PAGE EXTRACT →
***

At the time of its passage, then, many thought that Title VII would turn out to be not much more consequential than the FEPCs had been. In fact, my impression is that the public accommodations provision of the 1964 Civil Rights Act was far more controversial than was Title VII, especially when advocates for the latter promised it would not interfere with union seniority schemes or mandate "reverse discrimination."
Much to most people's surprise, however, civil rights advocates within the Justice Department turned Title VII into a powerful tool, by bringing large-scale class actions against employers, often on a disparate impact theory that was very far from the minds of Congress in 1964. Moreover, while at the time Title VII was thought to primarily be concerned with discrimination in hiring, plaintiffs' attorneys eventually realized there was more money, and a greater possibility of success, in filing cases involving discrimination in firing. All of this was nudged along by sympathetic courts, who consistently proclaimed, quite falsely, that Congress had intended Title VII to be a very broad, vigorous, remedial statute.
Whatever one thinks of this outcome, there's no excuse for distorting the history of the statute. In fairness to Justice Ginsburg, Congress did endorse many of the innovations initiated by Justice and plaintiffs' attorneys in later legislation, such as the Civil Rights Act of 1991. [Update: But to the extent she is arguing that even unamended parts of Title VII should be interpreted broadly because the statute, in 1964, had a broad remedial purpose, that is a rather distorted view of the law's history. As Justice Ginsburg suggests, the current Congress might choose to adopt her interpretation of Title VII through new legislation, but that is hardly evidence that her interpretation is consistent with the scope and intent of the statute as written.]
FURTHER UPDATE: I think it's a mistake to look at legislative "intent", which is easily manipulated post hoc. Rather, the issue is the "purpose" of Title VII, which can be easily gleaned from the text of the statute: to provide certain limited rights for individuals to sue for employment discrimination. The law's purported "broad remedial purpose" is contradicted by the requirement of EEOC approval to sue, but its application only to large employers, by damage caps, and so on. To the extent this isn't clear from the face of the statute, its historical relationship to the modest fair employment practice laws should make it clear. Congress has since broadened the statute somewhat, but not to the extent that one could reasonably argue that the law is intended to skew the balance drawn between employee and employer interests heavily in favor of the employees, as Justice Ginsburg's opinion suggests.
I picked on Justice Ginsburg's opinion because its language, joined by three other Justices, recalls the excesses of the Warren and Burger Court. In those days, the Court would routinely ignore the fact that a particular statute resulted from legislative compromise among various interest groups, pick out a "purpose" that suited the Justices ideological proclivities (preventing discrimination [but not noting the countervailing interests of employers reflected in the statutory language], protecting the environment [but not noting the countervailing interest in business efficiency and profits], helping the poor [but not noting Congress's desire to limit administrative burdens on local government, and the cost to taxpayers], and so forth), declare that to be the sole, overarching purpose of the statute, and proceed to ignore statutory language and often common sense in interpreting the statute.

***

LISTING →
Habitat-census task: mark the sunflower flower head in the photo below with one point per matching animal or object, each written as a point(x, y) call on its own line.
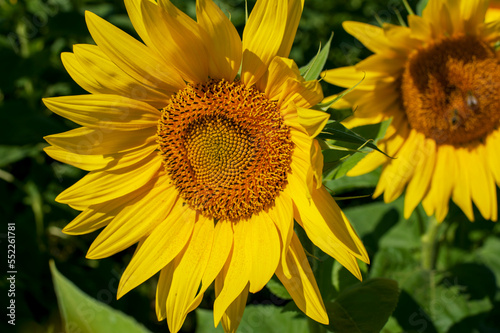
point(204, 168)
point(439, 81)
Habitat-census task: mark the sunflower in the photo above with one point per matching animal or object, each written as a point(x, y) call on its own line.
point(203, 164)
point(493, 12)
point(439, 81)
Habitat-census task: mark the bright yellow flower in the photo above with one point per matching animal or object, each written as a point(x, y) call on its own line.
point(439, 81)
point(493, 12)
point(204, 168)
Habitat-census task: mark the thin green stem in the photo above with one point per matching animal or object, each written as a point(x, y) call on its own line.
point(408, 8)
point(429, 244)
point(315, 327)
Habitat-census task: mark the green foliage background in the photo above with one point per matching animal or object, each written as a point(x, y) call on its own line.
point(443, 278)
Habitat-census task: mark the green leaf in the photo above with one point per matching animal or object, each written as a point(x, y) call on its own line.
point(81, 313)
point(313, 69)
point(338, 132)
point(365, 307)
point(257, 318)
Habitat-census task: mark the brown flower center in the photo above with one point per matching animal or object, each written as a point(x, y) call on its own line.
point(450, 90)
point(226, 148)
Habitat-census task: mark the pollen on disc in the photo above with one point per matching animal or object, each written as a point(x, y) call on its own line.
point(450, 90)
point(226, 148)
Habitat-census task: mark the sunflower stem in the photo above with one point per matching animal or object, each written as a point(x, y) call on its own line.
point(429, 244)
point(315, 327)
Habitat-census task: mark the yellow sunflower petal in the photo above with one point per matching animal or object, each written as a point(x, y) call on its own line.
point(223, 242)
point(88, 141)
point(164, 243)
point(419, 183)
point(84, 162)
point(235, 276)
point(301, 285)
point(262, 38)
point(264, 250)
point(482, 183)
point(134, 13)
point(224, 41)
point(232, 317)
point(109, 111)
point(462, 191)
point(492, 144)
point(177, 38)
point(491, 30)
point(132, 56)
point(282, 215)
point(88, 221)
point(184, 278)
point(473, 13)
point(313, 121)
point(443, 180)
point(80, 75)
point(327, 227)
point(100, 186)
point(104, 77)
point(135, 220)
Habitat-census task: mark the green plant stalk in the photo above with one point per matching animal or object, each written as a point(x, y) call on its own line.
point(315, 327)
point(429, 244)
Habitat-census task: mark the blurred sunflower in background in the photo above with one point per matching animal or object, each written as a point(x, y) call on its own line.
point(493, 12)
point(200, 147)
point(439, 81)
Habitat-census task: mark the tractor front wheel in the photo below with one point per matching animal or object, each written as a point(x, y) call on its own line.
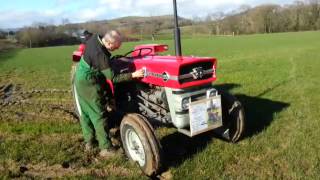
point(233, 118)
point(140, 143)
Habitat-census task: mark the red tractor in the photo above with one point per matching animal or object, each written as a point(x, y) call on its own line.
point(176, 90)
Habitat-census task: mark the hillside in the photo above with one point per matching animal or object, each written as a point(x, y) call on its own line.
point(275, 76)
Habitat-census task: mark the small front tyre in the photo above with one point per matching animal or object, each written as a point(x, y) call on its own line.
point(140, 143)
point(233, 118)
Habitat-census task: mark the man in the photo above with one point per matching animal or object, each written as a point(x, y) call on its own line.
point(94, 66)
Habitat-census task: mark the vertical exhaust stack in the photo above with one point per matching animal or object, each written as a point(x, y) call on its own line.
point(177, 38)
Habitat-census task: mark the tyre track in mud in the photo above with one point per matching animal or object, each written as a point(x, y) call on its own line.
point(17, 103)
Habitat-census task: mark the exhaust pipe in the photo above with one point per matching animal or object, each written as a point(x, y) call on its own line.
point(177, 38)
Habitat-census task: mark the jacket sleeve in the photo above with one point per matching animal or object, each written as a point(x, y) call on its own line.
point(116, 78)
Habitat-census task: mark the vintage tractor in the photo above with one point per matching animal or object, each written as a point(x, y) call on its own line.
point(176, 90)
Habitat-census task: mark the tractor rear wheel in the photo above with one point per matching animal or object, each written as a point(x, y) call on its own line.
point(140, 143)
point(233, 118)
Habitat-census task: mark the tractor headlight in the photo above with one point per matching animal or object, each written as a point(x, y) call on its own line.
point(212, 93)
point(185, 103)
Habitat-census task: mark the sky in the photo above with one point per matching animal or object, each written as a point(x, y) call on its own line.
point(20, 13)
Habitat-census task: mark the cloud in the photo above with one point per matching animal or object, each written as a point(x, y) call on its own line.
point(86, 10)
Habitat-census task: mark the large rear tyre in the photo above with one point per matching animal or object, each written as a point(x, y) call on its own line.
point(76, 104)
point(233, 118)
point(140, 143)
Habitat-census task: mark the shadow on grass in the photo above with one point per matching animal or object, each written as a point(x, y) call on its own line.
point(259, 115)
point(7, 52)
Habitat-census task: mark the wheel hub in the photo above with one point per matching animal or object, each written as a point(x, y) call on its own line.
point(135, 147)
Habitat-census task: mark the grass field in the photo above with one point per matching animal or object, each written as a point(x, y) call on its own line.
point(276, 77)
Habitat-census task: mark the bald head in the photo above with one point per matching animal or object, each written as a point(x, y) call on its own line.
point(112, 40)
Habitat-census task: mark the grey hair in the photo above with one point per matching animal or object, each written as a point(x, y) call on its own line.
point(112, 36)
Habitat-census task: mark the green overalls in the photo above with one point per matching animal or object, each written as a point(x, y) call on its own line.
point(91, 97)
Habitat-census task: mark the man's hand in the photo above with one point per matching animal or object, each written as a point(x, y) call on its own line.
point(138, 73)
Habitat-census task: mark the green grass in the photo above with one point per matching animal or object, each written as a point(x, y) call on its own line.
point(275, 76)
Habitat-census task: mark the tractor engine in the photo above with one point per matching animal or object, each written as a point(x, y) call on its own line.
point(171, 84)
point(152, 102)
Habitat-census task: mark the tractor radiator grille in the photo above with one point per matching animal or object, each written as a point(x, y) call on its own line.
point(194, 72)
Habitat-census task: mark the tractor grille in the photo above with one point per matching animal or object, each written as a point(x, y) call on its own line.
point(194, 72)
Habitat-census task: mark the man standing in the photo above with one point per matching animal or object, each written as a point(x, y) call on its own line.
point(94, 66)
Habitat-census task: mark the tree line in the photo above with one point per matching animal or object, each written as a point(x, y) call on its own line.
point(268, 18)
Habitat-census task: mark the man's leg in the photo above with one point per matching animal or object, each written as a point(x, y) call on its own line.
point(98, 120)
point(86, 125)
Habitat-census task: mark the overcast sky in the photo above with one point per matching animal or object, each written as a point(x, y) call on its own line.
point(19, 13)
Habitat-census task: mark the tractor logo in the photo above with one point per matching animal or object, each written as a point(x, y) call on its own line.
point(197, 73)
point(165, 76)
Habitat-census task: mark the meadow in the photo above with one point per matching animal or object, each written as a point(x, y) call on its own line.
point(275, 76)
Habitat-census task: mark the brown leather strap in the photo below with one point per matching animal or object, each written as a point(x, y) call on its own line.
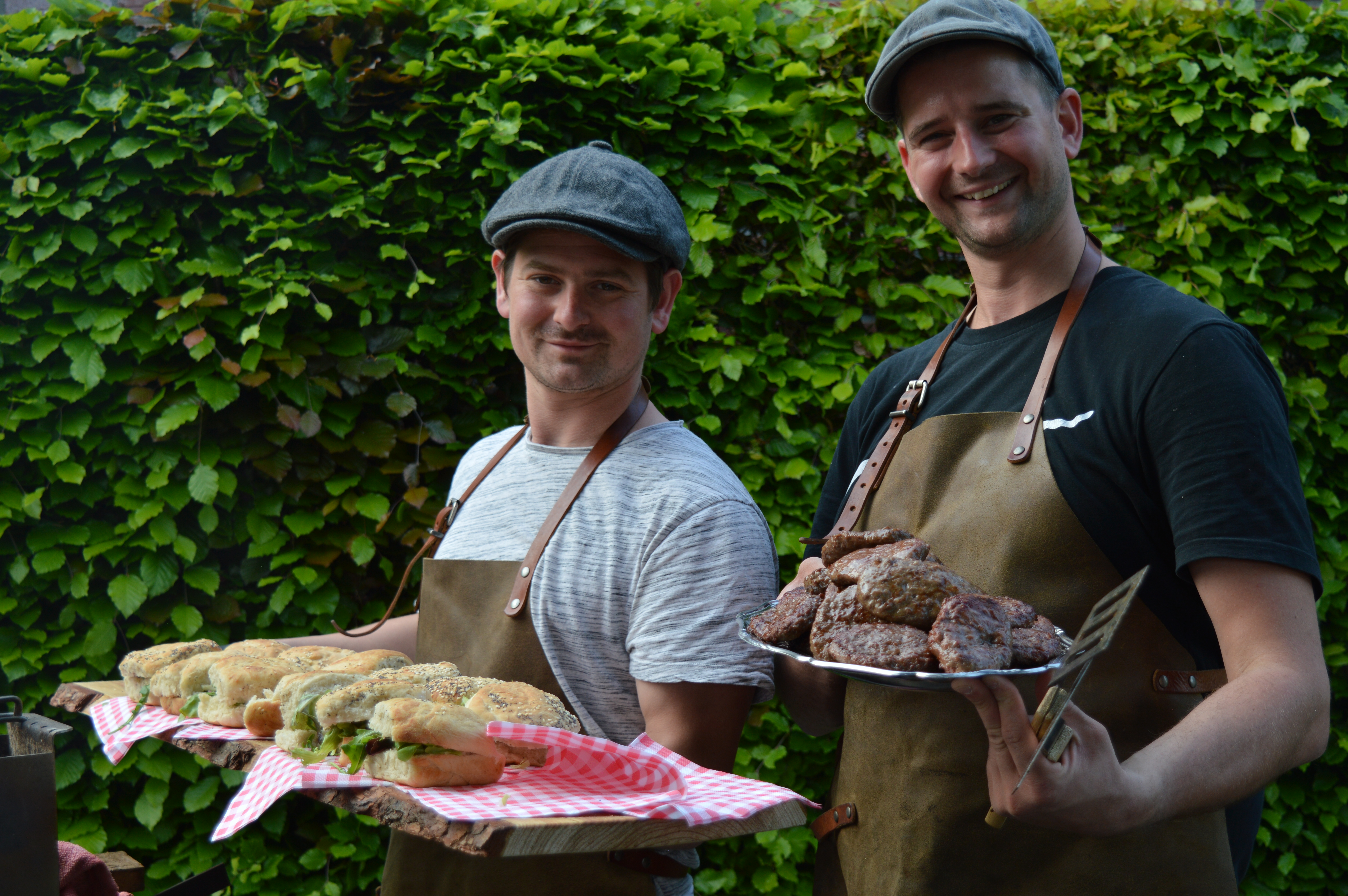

***

GIVEN REQUEST →
Reproduce word for word the part of the Title VII commentary starting at "Much to most" and ending at "vigorous, remedial statute.".

RESULT →
Much to most people's surprise, however, civil rights advocates within the Justice Department turned Title VII into a powerful tool, by bringing large-scale class actions against employers, often on a disparate impact theory that was very far from the minds of Congress in 1964. Moreover, while at the time Title VII was thought to primarily be concerned with discrimination in hiring, plaintiffs' attorneys eventually realized there was more money, and a greater possibility of success, in filing cases involving discrimination in firing. All of this was nudged along by sympathetic courts, who consistently proclaimed, quite falsely, that Congress had intended Title VII to be a very broad, vigorous, remedial statute.